Records from a data collection:
##############################

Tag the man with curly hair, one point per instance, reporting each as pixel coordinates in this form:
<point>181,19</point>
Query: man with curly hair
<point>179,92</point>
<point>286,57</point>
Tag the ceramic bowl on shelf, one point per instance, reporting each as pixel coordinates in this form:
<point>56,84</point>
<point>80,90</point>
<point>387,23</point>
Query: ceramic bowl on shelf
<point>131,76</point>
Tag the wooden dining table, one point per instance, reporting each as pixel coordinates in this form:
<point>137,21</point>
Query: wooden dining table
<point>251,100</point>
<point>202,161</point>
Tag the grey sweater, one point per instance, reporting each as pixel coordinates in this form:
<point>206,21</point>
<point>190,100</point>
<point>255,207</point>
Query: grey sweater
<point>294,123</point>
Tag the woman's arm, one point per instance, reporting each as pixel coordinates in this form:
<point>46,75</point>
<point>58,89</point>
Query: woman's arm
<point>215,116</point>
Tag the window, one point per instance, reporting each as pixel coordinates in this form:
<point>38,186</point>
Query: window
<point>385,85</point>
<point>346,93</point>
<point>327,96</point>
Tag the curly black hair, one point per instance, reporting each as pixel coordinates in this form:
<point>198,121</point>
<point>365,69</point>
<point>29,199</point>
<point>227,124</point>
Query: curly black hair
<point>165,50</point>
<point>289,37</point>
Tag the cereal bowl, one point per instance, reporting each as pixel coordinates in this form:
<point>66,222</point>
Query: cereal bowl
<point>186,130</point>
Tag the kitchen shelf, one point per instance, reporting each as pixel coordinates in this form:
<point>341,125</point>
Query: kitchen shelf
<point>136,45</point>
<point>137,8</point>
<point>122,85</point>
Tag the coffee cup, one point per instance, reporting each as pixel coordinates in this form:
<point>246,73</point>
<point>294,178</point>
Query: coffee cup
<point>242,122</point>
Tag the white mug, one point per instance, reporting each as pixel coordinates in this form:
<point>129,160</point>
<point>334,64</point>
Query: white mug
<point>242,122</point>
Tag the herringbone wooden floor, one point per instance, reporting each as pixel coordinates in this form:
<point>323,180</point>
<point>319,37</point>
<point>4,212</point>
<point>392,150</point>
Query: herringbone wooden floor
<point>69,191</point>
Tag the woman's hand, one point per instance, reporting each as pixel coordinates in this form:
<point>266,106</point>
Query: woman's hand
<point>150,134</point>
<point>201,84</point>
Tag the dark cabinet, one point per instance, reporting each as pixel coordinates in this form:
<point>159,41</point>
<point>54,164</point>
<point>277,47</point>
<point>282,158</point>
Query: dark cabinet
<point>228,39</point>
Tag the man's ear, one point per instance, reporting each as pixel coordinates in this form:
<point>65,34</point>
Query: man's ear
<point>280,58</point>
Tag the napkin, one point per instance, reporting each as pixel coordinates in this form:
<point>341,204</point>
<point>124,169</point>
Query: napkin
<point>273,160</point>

##############################

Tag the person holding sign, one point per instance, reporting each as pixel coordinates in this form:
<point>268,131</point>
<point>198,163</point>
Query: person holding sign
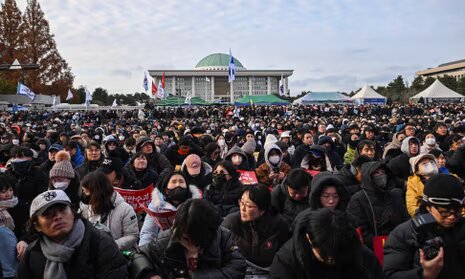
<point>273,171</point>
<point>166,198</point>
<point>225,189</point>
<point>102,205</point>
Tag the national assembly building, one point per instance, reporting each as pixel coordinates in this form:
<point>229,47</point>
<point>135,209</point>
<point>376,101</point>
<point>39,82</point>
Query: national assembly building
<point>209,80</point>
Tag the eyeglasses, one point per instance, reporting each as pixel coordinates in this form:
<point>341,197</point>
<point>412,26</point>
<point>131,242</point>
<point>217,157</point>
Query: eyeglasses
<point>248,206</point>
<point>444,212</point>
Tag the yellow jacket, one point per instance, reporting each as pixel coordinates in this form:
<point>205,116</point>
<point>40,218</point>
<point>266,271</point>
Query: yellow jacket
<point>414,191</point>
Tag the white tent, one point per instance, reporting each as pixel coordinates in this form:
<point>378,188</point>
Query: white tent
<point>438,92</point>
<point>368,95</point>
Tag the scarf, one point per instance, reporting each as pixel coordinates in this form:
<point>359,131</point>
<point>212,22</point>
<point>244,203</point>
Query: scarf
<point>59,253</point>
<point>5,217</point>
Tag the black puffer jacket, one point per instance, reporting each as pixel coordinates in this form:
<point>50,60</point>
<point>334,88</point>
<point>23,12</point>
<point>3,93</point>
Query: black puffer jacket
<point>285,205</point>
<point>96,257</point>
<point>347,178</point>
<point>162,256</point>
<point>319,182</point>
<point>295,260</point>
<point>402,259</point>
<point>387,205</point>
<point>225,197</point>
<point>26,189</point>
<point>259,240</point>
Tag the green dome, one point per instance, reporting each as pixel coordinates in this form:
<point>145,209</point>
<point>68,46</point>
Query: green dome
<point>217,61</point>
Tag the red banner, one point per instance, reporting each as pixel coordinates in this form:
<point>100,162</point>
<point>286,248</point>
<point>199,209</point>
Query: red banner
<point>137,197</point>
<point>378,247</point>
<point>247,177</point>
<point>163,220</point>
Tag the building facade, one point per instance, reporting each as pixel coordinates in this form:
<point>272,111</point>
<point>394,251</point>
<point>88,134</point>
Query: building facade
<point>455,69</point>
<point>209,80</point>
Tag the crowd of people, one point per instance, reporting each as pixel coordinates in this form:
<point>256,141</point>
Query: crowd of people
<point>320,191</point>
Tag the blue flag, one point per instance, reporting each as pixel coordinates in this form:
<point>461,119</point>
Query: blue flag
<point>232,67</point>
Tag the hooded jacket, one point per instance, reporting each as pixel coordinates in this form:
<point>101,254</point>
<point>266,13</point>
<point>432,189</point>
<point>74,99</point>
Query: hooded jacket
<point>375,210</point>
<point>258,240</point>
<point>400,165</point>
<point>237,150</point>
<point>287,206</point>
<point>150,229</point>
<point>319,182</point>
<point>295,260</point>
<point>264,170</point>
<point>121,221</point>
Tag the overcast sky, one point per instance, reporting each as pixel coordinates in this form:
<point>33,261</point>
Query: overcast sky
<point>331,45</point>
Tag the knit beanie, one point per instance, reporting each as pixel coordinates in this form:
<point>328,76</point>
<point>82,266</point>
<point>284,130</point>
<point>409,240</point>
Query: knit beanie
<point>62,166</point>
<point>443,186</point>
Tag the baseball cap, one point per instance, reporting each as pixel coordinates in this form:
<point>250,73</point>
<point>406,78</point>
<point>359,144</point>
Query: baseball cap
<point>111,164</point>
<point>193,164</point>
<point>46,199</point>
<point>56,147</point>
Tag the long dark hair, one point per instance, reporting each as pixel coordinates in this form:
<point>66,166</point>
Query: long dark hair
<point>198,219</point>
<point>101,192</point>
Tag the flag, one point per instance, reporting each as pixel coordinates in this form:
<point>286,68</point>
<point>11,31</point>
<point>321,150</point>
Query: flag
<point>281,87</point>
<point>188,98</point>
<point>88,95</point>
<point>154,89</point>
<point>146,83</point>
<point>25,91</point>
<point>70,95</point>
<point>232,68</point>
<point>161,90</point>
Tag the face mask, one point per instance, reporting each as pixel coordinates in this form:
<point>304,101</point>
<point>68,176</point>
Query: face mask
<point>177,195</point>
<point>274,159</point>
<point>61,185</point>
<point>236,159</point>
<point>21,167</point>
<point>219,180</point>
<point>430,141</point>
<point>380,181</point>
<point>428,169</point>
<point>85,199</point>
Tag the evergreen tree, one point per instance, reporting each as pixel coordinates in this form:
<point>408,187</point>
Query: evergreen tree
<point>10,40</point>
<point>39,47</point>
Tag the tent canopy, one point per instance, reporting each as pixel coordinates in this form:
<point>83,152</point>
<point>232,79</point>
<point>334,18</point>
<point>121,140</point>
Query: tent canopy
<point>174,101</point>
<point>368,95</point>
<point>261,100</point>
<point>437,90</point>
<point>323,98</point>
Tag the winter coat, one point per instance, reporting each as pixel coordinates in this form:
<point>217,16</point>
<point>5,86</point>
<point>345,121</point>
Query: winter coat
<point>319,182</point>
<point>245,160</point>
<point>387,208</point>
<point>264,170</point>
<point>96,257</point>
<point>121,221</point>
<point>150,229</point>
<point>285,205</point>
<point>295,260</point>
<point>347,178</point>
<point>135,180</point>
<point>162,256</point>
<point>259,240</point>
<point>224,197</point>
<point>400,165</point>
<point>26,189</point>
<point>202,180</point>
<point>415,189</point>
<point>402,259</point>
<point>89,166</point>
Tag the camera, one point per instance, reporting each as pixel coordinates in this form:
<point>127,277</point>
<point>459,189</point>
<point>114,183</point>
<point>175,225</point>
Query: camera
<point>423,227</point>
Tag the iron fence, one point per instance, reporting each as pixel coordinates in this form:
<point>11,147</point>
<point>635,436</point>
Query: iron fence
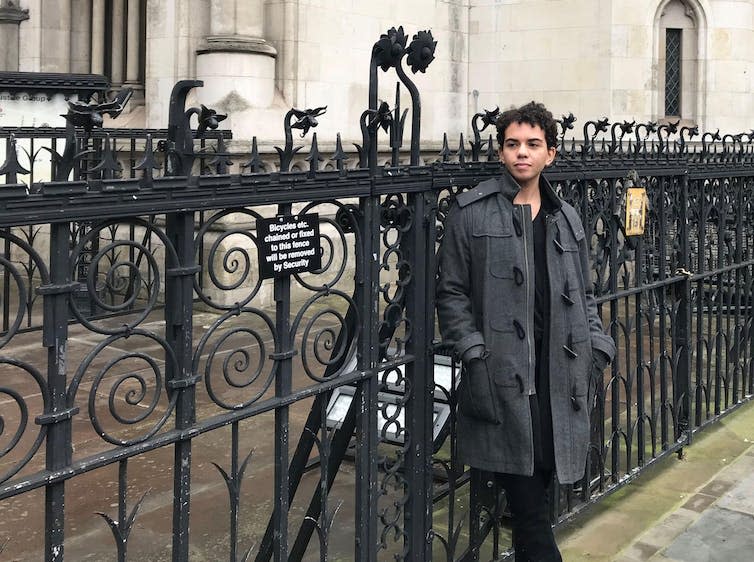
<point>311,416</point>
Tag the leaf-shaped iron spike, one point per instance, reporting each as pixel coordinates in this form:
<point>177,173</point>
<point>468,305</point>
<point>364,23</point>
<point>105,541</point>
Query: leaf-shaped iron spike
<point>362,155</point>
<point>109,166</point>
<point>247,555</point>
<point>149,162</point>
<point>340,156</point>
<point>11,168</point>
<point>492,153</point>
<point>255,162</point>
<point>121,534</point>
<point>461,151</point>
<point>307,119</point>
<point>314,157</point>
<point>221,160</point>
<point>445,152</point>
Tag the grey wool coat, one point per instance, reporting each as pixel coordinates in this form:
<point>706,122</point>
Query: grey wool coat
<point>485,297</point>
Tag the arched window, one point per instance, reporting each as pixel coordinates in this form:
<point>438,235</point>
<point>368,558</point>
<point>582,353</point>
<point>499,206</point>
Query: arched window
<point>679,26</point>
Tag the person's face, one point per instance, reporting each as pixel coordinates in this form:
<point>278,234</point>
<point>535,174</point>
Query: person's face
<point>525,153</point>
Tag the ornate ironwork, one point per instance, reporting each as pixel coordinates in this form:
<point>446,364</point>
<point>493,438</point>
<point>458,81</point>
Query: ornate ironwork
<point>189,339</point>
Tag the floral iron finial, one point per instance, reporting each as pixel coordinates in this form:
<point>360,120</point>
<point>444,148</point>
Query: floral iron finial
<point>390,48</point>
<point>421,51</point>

##############################

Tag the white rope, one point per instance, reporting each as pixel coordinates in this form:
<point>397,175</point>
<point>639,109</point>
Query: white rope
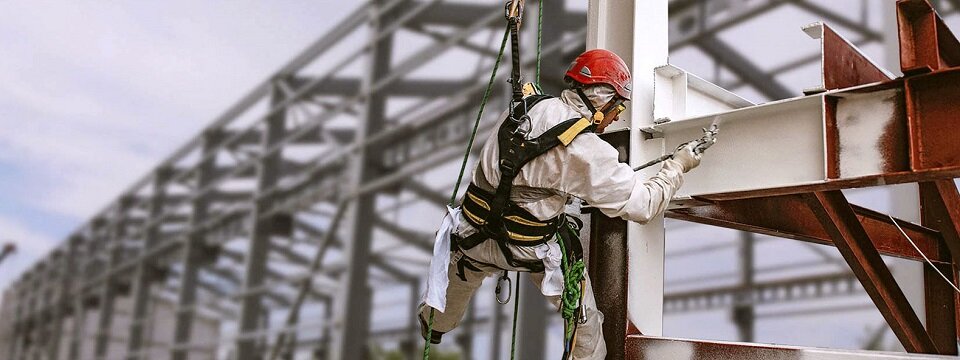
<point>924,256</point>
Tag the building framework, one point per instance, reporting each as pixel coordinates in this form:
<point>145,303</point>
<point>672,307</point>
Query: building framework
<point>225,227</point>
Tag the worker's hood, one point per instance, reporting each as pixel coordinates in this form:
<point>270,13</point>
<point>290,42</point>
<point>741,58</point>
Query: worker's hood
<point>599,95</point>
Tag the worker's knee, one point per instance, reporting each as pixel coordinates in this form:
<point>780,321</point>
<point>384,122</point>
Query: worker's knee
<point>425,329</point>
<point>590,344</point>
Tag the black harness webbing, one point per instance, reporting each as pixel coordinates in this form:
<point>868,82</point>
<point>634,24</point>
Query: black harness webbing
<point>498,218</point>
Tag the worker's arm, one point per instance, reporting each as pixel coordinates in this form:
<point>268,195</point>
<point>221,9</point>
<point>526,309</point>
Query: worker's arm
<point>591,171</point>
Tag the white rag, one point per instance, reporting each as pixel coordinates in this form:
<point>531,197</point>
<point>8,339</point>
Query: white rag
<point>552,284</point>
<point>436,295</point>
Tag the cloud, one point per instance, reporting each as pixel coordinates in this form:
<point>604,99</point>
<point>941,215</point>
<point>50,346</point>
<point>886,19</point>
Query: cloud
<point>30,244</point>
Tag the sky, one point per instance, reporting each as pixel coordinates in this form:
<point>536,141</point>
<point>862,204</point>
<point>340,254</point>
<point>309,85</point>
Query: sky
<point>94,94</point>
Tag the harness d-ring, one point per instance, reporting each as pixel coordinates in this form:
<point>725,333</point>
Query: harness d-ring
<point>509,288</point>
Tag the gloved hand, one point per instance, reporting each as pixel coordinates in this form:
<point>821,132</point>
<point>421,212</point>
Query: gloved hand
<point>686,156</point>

##############################

Please output, exactly as written, the lines above from the one holding "Query: camera" through the one holding "<point>364,23</point>", both included, with the pictures omitted.

Query: camera
<point>423,227</point>
Tag the iron fence, one point per instance, reporting each as pixel coordinates in this form:
<point>11,147</point>
<point>635,436</point>
Query: iron fence
<point>311,416</point>
Tag the leaf-shaped iron spike, one point per instance, reporting each as pixel coordinates in this form:
<point>177,173</point>
<point>468,305</point>
<point>364,23</point>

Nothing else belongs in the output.